Output, with no changes, the span of lines that opens with the line containing "Target: white sky" and closes with the last line.

═════ INPUT DATA ═════

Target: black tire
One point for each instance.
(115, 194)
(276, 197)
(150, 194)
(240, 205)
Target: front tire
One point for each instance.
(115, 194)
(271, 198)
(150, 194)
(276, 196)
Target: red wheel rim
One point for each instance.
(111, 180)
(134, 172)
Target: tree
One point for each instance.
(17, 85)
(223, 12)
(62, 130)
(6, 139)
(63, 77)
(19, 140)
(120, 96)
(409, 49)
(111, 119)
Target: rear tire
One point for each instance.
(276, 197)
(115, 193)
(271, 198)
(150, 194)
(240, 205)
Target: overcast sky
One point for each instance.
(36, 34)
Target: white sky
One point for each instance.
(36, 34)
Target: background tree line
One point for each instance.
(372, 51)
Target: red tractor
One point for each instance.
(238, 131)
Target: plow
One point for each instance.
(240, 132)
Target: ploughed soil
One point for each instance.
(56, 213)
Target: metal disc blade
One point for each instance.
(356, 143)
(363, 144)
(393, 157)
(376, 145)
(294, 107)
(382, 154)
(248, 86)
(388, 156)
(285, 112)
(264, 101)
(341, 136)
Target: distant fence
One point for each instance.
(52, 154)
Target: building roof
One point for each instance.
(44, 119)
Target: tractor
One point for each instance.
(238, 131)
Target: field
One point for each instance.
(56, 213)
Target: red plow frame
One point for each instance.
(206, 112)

═════

▸ **SOLUTION FOR THIS PROBLEM**
Target: white sky
One point for each instance.
(36, 34)
Target: background tree line
One point for each instance.
(372, 51)
Target: red tractor
One point for each instance.
(238, 131)
Target: plow
One point for each instance.
(240, 132)
Target: ploughed soil
One point for each instance.
(56, 213)
Target: metal disc blade
One point for each instance.
(356, 143)
(363, 144)
(393, 157)
(376, 145)
(294, 107)
(382, 154)
(248, 86)
(388, 156)
(285, 112)
(264, 101)
(341, 136)
Target: distant fence
One point for each instance.
(52, 154)
Target: building roof
One point for each instance.
(44, 119)
Target: tractor
One point for each instance.
(238, 131)
Target: field
One point for each instance.
(56, 213)
Target: red plow frame
One point for each instance.
(206, 112)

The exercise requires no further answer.